» Written exercise: Reproduce the part of the records that opens with the line containing "entry: sun reflection on water" and closes with the line containing "M 125 236 L". Shift every coordinate in the answer outlines by -23, and leave all other lines as they are.

» Extracted material:
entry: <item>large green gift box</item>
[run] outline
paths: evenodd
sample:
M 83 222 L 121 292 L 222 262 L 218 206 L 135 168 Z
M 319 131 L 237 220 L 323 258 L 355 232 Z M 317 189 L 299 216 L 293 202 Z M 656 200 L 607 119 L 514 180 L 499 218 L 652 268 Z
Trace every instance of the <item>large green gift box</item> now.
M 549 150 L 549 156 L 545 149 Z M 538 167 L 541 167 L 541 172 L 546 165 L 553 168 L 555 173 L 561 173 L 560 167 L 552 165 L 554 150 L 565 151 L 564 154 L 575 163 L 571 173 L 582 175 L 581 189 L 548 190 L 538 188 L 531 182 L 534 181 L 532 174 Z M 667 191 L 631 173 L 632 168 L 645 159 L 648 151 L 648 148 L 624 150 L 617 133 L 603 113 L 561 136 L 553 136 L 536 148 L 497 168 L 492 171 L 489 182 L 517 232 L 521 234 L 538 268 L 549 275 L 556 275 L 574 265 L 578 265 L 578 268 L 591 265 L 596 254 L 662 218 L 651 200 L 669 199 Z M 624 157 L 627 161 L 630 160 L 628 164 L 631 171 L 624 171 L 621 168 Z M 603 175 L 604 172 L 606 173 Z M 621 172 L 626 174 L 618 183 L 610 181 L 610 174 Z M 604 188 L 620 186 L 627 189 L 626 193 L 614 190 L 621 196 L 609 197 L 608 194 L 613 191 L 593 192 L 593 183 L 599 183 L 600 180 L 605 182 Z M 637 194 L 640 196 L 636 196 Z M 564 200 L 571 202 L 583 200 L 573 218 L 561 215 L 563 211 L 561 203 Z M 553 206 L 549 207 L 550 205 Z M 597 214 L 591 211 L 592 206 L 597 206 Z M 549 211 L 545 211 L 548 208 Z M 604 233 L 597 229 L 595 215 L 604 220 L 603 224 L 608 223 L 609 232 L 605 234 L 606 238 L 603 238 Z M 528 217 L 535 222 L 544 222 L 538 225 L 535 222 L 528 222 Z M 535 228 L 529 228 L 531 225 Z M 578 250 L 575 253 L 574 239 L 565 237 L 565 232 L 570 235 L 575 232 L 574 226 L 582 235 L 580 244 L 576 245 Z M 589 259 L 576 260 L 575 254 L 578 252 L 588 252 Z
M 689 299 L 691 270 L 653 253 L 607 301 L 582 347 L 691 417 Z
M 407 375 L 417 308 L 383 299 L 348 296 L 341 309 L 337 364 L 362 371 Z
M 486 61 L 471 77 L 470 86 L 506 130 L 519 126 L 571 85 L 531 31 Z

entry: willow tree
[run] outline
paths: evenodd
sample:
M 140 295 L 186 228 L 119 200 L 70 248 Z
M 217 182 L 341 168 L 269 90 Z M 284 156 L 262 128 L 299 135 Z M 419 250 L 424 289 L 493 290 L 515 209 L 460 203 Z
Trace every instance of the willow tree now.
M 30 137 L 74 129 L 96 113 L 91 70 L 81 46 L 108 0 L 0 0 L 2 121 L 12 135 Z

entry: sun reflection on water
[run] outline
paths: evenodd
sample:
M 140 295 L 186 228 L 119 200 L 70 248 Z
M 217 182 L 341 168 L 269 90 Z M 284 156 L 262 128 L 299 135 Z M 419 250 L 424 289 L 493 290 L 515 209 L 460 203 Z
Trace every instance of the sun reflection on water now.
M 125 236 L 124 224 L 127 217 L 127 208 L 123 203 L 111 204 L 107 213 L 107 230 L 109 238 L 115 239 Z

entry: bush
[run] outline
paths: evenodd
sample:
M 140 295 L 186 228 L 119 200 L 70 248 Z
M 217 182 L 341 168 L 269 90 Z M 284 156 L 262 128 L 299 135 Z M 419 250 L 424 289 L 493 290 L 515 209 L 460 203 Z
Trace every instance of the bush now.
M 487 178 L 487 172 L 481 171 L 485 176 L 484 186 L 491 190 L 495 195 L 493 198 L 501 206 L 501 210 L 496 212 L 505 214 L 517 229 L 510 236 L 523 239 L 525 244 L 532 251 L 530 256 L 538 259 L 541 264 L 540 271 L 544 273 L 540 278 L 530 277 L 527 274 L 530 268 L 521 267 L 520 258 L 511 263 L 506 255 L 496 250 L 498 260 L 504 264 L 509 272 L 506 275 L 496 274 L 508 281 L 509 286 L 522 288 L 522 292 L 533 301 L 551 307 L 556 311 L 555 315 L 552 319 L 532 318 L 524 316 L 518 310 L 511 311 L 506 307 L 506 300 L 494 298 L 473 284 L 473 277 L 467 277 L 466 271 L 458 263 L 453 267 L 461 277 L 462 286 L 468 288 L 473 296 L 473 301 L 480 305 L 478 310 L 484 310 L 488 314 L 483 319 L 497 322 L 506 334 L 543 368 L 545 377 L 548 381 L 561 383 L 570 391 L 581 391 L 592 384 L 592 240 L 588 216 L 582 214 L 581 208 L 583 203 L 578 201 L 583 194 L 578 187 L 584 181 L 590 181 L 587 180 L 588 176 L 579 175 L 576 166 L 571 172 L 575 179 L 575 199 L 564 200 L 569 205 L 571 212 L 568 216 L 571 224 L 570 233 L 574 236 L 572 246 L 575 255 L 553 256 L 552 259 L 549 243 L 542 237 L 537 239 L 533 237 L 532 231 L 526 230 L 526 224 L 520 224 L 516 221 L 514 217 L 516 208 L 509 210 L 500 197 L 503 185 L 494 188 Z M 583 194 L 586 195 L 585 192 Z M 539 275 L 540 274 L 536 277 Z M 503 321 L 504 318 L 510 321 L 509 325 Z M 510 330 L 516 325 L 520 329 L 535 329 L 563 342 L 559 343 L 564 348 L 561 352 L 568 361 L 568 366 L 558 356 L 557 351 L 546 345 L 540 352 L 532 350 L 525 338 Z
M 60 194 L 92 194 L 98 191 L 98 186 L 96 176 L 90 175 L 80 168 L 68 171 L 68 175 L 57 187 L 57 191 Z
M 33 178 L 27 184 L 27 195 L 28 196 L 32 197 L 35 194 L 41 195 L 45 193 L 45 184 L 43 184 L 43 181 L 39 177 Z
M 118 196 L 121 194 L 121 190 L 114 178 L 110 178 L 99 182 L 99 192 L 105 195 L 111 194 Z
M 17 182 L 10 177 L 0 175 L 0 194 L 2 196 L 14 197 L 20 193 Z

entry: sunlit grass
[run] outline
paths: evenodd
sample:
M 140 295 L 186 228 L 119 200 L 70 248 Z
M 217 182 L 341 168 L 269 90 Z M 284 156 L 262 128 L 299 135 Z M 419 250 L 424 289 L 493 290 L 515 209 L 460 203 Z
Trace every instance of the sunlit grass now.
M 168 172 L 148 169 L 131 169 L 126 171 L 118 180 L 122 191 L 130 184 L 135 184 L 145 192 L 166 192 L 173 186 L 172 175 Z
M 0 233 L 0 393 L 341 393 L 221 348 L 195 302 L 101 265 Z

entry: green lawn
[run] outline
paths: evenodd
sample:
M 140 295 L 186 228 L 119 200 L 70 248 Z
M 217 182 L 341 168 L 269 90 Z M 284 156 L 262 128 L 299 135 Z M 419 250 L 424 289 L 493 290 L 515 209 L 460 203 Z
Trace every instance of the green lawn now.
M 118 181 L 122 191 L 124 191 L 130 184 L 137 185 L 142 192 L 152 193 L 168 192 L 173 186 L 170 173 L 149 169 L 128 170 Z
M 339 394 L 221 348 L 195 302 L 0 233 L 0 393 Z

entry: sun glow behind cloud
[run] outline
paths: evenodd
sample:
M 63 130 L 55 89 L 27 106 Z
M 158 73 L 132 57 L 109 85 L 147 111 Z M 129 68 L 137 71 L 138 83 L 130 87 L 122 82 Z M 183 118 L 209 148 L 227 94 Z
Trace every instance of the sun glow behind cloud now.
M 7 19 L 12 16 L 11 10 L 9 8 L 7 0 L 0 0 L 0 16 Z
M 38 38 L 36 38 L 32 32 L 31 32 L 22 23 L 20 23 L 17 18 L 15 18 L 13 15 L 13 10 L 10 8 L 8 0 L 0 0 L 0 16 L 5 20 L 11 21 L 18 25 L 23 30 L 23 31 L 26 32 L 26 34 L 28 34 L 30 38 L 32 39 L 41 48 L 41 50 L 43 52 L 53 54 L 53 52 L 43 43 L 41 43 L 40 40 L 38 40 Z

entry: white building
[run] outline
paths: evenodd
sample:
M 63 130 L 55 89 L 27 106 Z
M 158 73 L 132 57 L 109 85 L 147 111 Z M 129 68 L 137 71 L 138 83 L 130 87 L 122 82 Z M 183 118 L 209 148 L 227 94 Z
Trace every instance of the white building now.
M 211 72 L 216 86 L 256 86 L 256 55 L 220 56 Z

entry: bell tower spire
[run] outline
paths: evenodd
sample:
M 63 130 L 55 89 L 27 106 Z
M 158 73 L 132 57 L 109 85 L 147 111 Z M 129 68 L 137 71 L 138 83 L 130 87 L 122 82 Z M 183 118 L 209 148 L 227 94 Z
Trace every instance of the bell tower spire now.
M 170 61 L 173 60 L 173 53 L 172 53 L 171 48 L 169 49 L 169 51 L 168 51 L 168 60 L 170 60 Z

» Task solution:
entry: sun reflection on water
[run] outline
paths: evenodd
sample:
M 140 295 L 186 228 L 119 200 L 70 248 Z
M 217 182 L 341 168 L 269 90 Z M 284 156 L 262 128 L 299 135 Z M 419 250 L 424 289 L 493 290 L 515 209 L 460 203 Z
Trace every instance of the sun reflection on water now.
M 102 213 L 101 201 L 104 194 L 104 185 L 100 180 L 88 181 L 84 190 L 84 207 L 86 215 L 92 216 Z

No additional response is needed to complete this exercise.